→ Task requirements: Pull out each line in the listing below that contains the word "sand", and copy every such line in full.

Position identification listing
□ □ □ □ □ □ □

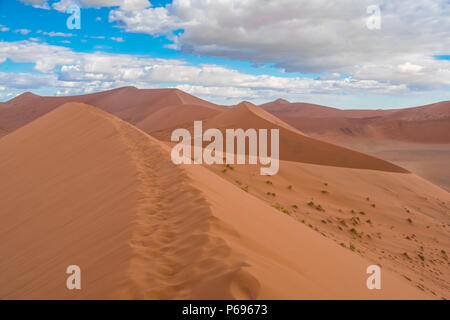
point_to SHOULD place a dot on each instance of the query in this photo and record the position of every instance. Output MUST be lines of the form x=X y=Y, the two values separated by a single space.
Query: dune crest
x=141 y=227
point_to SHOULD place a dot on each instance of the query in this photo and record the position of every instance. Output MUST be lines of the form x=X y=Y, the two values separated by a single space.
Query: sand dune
x=140 y=227
x=417 y=139
x=128 y=103
x=365 y=211
x=294 y=146
x=425 y=124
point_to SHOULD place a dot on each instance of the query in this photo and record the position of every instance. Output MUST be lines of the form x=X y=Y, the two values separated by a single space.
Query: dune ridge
x=140 y=227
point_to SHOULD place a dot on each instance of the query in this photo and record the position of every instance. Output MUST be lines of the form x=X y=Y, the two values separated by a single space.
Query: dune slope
x=83 y=187
x=294 y=145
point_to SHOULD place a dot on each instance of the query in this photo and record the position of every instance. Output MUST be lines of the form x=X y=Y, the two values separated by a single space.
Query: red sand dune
x=426 y=124
x=294 y=146
x=417 y=139
x=79 y=186
x=142 y=108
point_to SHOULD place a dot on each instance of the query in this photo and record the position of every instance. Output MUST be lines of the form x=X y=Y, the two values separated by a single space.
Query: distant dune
x=417 y=139
x=294 y=145
x=80 y=186
x=88 y=180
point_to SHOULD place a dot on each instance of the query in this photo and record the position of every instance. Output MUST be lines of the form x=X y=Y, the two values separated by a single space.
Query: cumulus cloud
x=310 y=36
x=71 y=72
x=22 y=31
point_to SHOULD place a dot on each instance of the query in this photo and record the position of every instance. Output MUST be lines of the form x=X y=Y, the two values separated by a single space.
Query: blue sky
x=228 y=51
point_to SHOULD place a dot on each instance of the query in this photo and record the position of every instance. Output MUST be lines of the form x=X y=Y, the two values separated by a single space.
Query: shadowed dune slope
x=425 y=124
x=82 y=187
x=294 y=146
x=417 y=139
x=133 y=105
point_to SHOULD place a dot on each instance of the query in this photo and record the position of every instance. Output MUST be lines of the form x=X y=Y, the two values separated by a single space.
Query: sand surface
x=80 y=186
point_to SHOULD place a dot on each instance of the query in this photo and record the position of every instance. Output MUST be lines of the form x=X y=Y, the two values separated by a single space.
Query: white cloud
x=41 y=4
x=57 y=34
x=126 y=5
x=310 y=36
x=117 y=39
x=23 y=31
x=73 y=72
x=3 y=28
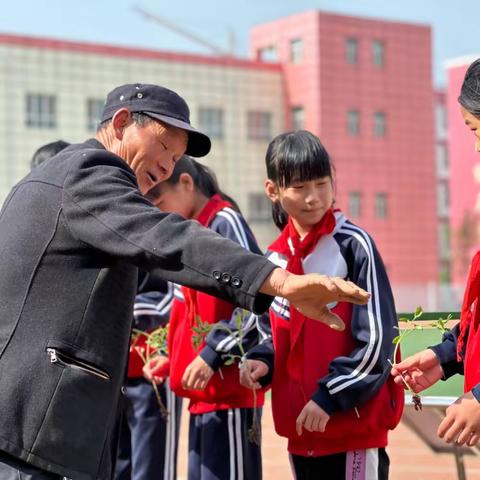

□ □ □ □ □ □ □

→ In response:
Query: sand dune
Query: red sand dune
Query: sand surface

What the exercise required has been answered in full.